**Records shown**

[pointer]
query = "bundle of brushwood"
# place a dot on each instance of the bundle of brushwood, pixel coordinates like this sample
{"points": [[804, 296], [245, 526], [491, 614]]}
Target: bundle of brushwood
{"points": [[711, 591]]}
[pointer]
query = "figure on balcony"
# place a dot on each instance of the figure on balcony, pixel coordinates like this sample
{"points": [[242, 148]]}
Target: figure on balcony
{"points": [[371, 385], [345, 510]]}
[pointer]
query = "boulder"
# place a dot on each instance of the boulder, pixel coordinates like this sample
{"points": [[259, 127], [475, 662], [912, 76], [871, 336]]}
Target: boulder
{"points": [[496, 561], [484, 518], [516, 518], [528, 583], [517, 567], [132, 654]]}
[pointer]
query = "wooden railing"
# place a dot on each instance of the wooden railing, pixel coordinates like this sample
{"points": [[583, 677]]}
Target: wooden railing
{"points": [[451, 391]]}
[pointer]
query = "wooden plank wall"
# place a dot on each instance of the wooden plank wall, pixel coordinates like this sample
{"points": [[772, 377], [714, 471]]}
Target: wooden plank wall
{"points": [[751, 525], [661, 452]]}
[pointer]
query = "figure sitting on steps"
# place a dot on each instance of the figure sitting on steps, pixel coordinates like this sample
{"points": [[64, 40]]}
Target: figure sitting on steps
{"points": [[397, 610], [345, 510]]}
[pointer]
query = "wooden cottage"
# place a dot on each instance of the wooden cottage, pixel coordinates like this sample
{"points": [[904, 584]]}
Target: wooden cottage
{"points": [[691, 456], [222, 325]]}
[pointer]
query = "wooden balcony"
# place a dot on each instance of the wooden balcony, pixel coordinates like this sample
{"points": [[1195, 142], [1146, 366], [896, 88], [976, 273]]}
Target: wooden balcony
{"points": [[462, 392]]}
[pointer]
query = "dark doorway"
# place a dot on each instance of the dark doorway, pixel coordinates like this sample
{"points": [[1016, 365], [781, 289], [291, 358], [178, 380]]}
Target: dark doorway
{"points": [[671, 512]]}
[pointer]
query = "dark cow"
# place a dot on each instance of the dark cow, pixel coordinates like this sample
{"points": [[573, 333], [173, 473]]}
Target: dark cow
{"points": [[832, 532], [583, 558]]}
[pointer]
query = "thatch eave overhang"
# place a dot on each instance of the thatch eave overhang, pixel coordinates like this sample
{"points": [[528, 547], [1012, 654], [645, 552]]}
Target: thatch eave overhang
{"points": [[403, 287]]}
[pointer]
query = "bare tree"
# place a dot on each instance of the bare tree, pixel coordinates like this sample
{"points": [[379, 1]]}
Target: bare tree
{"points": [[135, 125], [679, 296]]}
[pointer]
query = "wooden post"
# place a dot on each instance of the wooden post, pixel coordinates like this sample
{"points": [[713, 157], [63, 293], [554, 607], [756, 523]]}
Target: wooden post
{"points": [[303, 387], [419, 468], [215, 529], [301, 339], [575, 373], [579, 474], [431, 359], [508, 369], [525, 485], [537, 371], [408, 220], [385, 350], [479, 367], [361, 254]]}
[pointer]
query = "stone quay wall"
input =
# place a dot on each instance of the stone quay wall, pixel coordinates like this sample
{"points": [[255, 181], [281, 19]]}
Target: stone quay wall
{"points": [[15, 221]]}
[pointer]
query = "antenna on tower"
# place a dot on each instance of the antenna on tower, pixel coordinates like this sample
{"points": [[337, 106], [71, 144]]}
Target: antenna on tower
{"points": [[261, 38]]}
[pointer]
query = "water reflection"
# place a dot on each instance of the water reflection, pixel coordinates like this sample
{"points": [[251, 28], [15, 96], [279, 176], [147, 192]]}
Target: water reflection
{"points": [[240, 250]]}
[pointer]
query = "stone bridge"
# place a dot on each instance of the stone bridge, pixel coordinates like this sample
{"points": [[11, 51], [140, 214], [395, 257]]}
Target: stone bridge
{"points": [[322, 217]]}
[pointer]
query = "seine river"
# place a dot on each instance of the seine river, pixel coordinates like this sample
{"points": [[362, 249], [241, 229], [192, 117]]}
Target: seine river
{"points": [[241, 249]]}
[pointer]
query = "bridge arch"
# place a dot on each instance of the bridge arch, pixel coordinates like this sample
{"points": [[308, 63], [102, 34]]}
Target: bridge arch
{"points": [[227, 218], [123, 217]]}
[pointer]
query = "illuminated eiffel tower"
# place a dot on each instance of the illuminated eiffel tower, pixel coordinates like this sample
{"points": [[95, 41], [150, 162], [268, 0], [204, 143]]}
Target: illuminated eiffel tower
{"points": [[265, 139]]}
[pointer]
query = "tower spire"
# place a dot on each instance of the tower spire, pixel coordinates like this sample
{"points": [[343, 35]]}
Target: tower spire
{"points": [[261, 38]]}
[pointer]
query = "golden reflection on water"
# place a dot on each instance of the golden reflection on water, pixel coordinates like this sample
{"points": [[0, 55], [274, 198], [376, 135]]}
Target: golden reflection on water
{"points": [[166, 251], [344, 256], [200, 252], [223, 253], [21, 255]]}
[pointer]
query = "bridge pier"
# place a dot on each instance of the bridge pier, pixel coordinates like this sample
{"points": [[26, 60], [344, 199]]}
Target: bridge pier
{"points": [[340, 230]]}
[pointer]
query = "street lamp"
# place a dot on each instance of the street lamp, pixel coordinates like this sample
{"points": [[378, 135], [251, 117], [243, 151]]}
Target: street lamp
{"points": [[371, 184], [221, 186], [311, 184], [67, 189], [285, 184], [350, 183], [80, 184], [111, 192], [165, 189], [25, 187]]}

**To do**
Repeat the records above with every character intact.

**Solution for this exercise**
[pointer]
query = "bundle of brushwood"
# place a dot on each instance of the bundle of brushwood, pixel coordinates like this sample
{"points": [[804, 296], [245, 526], [491, 614]]}
Target: bundle of brushwood
{"points": [[711, 591]]}
[pointer]
query = "figure on balcony"
# place a dot on each instance of the figure on balcony, pixel coordinates like this sample
{"points": [[242, 148]]}
Target: figure on balcony
{"points": [[371, 385], [345, 510]]}
[pointer]
query = "boulder"
# place a dot on each instance of the boulder, pixel coordinates like this sample
{"points": [[259, 127], [475, 662], [912, 76], [871, 336]]}
Target: boulder
{"points": [[496, 561], [484, 518], [516, 518], [528, 583], [517, 567], [132, 654]]}
[pointer]
query = "wooden railing"
# place a dot on each instance of the wooden railing, pixel coordinates like this sample
{"points": [[583, 677]]}
Target: wooden railing
{"points": [[451, 391]]}
[pointer]
query = "wooden plank wall"
# place a dot on each instance of the wooden plank wall, pixel coordinates like this sample
{"points": [[772, 377], [714, 471]]}
Target: wooden plank wall
{"points": [[751, 525], [661, 452]]}
[pointer]
query = "figure sitting on steps"
# place a dot on each instance of the figure sitting on steps, pixel coordinates like this sample
{"points": [[64, 40]]}
Target: figure sitting on steps
{"points": [[397, 610], [345, 510]]}
[pointer]
query = "wooden cottage"
# place a dot on each instance of the wooden cottage, pixel coordinates like this sample
{"points": [[904, 584]]}
Target: wooden cottage
{"points": [[691, 456], [222, 325]]}
[pointer]
query = "wooden balcony"
# place a dot on each instance of the wooden balcony, pixel coordinates like this sample
{"points": [[1195, 142], [1146, 366], [896, 88], [976, 273]]}
Target: wooden balcony
{"points": [[462, 392]]}
[pointer]
query = "dark doorway"
# place a dot on each instance of the dark doorway, pixel coordinates like this sample
{"points": [[1016, 365], [781, 289], [291, 358], [178, 380]]}
Target: dark doorway
{"points": [[671, 512]]}
[pointer]
query = "dark cow"
# place a dot on each instance of the dark cow, pixel coordinates like this sample
{"points": [[573, 333], [173, 473]]}
Target: dark cow
{"points": [[832, 532], [583, 558]]}
[pointer]
query = "thatch eave overhang"
# place a dot on each instance of the thatch eave overhang, pixel coordinates like this sample
{"points": [[528, 547], [1012, 654], [645, 552]]}
Target: thatch eave overhang
{"points": [[403, 287]]}
[pointer]
query = "bare tree"
# place a dot on each instance of the bare tree, pixel coordinates like this sample
{"points": [[379, 1]]}
Target: bare tree
{"points": [[135, 125], [679, 296]]}
[pointer]
query = "wooden post"
# place a dot on each instance of the wooden post, pixel coordinates like this sample
{"points": [[713, 157], [63, 293], [554, 607], [756, 523]]}
Target: wooden post
{"points": [[303, 387], [419, 468], [215, 529], [301, 339], [575, 373], [579, 474], [431, 359], [508, 369], [525, 485], [537, 371], [408, 220], [385, 350], [479, 367], [361, 254]]}
[pointer]
query = "stone quay wall"
input =
# place a dot on each instance of the stone quay wall, pixel coordinates like this sample
{"points": [[255, 181], [281, 19]]}
Target: stone quay wall
{"points": [[15, 221]]}
[pointer]
query = "antenna on tower"
# place a dot on each instance of the antenna on tower, pixel coordinates like this sample
{"points": [[337, 106], [71, 144]]}
Target: antenna on tower
{"points": [[261, 38]]}
[pointer]
query = "water reflection"
# place a dot on each instance of the water reflection, pixel coordinates like this sample
{"points": [[251, 28], [15, 96], [279, 176], [147, 192]]}
Target: water reflection
{"points": [[240, 250]]}
[pointer]
query = "stone bridge"
# place a dot on each instance of the stone bridge, pixel coordinates like this sample
{"points": [[11, 51], [140, 214], [395, 257]]}
Target: stone bridge
{"points": [[322, 217]]}
[pointer]
query = "seine river"
# place a dot on each instance of the seine river, pixel coordinates like this sample
{"points": [[362, 249], [241, 229], [192, 117]]}
Target: seine river
{"points": [[241, 249]]}
[pointer]
query = "bridge arch"
# place a dot on each instance of the bridge arch, pixel coordinates like this sample
{"points": [[308, 63], [102, 34]]}
Target: bridge arch
{"points": [[227, 218], [123, 217]]}
[pointer]
query = "illuminated eiffel tower"
# place a dot on each instance of the illuminated eiffel tower, pixel coordinates like this sample
{"points": [[95, 41], [150, 162], [268, 0], [204, 143]]}
Target: illuminated eiffel tower
{"points": [[265, 139]]}
[pointer]
query = "tower spire"
# place a dot on each instance of the tower spire, pixel coordinates like this sample
{"points": [[343, 35]]}
Target: tower spire
{"points": [[261, 38]]}
[pointer]
query = "golden reflection on water"
# place a dot on each instance of the golden reflection on water, pixel coordinates like this sample
{"points": [[0, 55], [274, 198], [376, 135]]}
Target: golden reflection on water
{"points": [[166, 251], [344, 256], [200, 252], [223, 253], [21, 255]]}
[pointer]
query = "bridge pier"
# place a dot on each instance of the bridge pier, pixel coordinates like this sample
{"points": [[26, 60], [344, 199]]}
Target: bridge pier
{"points": [[340, 230]]}
[pointer]
query = "street lamp"
# place a dot on each instance of the street lamp, pixel coordinates like this sample
{"points": [[378, 135], [251, 117], [243, 151]]}
Target: street lamp
{"points": [[371, 184], [221, 186], [311, 184], [67, 189], [285, 184], [350, 183], [80, 184], [111, 192], [165, 189], [25, 187]]}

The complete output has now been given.